- **WHAT YOU NEED TO DO**:
(a) Extract the passage from the text on the Vietnam anti-war movement, beginning with "The anti-war movement largely" and ending with "studies in college.".
(b) Name every person the text on the Vietnam anti-war movement gives as a leader of the anti-war groups.

- **EXTRACTED TEXT**:

--*--

In the mainstream of international conflicts at the time, President Nixon and Henry Kissinger considered Vietnam to be a “sideshow.” However, it would be a cruel sideshow to be solved with extreme priority in order to calm the rage of the Americans who demanded “peace” and peace immediately. The anti-war movement reached its highest level.
On the first day Nixon arrived in the White House he heard the echoes of anti-war demonstrators from the Lincoln Memorial demanding peace. The president recognized the continued decline of American public support for the war in Vietnam rooted in the Johnson administration’s deceitful war strategy for the intervention in South Vietnam by ground combat forces in the previous years.
The anti-war movement was launched on college campuses by separate protest groups. At first it only expressed strong sentiment against the war and there was no structure or coordination among these groups. However, in March 1965, when President Johnson sent the first combat unit to Danang, some 25,000 people immediately demonstrated in Washington; the majority were students. Thereafter, anti-war sentiment congealed into a “movement” with the emergence of several anti-war organized groups on several campuses around the country. These groups were led by intellectuals, social and political activists, including several congressmen. Some of them were: David Dellinger, a journalist and founder of a pacifist newspaper, who first came to Hanoi and met Ho Chi Minh in 1966; senator Eugene McCarthy, a Democratic Party liberal and presidential candidate, who had given the mass of young Americans the faith of “New Politics”; and Jerry Rubin, a newspaper reporter and socialist activist who led the “teach-in” speeches at Berkeley University and founded the Yippies, or Youth International Party.
The anti-war movement largely opposed U.S. government on several crucial issues:
• The war policy in Vietnam, attrition strategy, random air strikes and civilian massacre, U.S. troop casualties.
• The draft of mostly poor black and white students for military services in Vietnam while favoring the sons of the rich and upper class by the so-called “deferment” system which allowed them to continue their studies in college.
• Defense spending had cut into the domestic budget that pushed Congress to refuse to pass some civil right measures. The cuts gravely affected the “Great Society.”

--*--

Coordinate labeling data
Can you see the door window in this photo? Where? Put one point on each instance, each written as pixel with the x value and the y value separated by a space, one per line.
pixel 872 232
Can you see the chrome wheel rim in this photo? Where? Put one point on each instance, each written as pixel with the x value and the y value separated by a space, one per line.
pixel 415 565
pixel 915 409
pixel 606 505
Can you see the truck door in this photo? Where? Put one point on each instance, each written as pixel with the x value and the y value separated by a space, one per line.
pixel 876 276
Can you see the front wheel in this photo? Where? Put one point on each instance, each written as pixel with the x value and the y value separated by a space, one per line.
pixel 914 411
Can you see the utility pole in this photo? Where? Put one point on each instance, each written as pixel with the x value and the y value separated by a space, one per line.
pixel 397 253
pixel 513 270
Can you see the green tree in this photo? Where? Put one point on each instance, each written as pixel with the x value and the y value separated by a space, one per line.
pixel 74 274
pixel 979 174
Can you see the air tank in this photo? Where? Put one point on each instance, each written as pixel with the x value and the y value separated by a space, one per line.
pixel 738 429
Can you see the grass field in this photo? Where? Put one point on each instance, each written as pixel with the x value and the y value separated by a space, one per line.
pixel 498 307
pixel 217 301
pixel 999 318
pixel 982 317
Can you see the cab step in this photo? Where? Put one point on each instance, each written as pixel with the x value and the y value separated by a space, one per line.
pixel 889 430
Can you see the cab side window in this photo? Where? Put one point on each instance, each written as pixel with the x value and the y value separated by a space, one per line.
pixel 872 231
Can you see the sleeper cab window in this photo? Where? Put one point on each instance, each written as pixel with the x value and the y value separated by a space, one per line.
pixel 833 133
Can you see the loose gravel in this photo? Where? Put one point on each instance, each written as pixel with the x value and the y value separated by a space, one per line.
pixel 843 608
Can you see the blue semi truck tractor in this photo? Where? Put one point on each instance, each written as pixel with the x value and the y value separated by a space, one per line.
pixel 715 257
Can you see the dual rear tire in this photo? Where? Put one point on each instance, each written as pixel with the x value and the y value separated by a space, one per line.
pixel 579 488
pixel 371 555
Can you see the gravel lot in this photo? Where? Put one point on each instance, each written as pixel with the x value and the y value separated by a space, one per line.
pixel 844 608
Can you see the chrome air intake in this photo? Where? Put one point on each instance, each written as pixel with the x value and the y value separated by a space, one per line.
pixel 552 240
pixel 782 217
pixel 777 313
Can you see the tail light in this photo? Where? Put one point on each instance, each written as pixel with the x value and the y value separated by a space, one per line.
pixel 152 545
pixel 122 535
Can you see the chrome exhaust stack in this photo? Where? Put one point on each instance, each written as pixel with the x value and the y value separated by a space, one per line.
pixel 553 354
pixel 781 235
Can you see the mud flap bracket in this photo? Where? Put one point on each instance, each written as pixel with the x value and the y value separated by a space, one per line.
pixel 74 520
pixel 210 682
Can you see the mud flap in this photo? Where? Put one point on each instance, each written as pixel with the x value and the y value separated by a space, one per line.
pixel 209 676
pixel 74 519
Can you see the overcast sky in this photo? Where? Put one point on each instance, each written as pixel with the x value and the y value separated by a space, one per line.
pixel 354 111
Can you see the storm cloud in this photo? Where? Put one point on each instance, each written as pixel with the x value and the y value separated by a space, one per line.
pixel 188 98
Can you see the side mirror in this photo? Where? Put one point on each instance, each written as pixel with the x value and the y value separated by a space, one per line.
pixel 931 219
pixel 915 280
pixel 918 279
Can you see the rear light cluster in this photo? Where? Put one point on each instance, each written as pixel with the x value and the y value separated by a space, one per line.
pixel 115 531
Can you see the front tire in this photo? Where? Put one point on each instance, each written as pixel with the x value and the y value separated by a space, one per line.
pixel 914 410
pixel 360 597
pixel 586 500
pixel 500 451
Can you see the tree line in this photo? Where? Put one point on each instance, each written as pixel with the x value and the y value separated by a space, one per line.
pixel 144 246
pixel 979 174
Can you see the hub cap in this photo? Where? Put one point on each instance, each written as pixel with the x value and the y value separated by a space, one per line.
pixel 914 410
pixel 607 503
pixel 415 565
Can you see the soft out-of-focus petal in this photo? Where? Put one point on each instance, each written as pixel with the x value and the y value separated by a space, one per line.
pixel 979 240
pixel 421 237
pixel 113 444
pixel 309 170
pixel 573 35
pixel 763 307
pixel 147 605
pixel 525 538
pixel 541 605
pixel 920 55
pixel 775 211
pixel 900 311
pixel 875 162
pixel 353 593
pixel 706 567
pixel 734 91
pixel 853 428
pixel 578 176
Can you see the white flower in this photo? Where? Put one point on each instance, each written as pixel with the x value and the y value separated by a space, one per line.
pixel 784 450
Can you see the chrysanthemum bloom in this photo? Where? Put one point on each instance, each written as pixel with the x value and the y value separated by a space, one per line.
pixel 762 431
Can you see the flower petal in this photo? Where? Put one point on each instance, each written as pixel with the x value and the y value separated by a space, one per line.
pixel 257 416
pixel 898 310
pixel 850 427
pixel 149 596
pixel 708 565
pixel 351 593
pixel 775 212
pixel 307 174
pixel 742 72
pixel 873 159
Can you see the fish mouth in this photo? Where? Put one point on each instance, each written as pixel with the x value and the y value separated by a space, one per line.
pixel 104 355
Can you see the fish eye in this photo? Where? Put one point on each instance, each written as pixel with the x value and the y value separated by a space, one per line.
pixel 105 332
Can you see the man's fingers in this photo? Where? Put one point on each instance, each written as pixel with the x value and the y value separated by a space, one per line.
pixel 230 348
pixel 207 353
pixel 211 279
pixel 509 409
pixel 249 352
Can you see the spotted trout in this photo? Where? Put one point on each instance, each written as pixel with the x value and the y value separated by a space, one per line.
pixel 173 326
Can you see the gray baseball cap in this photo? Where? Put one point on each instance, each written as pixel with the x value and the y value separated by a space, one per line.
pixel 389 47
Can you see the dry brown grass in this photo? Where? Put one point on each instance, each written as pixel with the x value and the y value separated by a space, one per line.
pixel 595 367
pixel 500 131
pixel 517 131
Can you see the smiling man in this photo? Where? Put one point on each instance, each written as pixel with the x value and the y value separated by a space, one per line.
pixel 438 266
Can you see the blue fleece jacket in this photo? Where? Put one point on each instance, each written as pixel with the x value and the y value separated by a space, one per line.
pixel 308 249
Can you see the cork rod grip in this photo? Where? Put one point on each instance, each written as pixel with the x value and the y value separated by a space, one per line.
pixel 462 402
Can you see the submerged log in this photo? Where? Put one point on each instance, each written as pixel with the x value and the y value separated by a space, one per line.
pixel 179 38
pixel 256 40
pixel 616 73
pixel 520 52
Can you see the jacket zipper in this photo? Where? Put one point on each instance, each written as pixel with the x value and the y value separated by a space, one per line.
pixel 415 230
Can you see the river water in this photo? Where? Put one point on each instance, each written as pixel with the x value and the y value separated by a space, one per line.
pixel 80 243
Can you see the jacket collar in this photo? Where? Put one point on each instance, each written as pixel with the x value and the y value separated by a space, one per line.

--*--

- **CORRECT ANSWERS**:
(a)
The anti-war movement largely opposed U.S. government on several crucial issues:
• The war policy in Vietnam, attrition strategy, random air strikes and civilian massacre, U.S. troop casualties.
• The draft of mostly poor black and white students for military services in Vietnam while favoring the sons of the rich and upper class by the so-called “deferment” system which allowed them to continue their studies in college.

(b)
David Dellinger
Eugene McCarthy
Jerry Rubin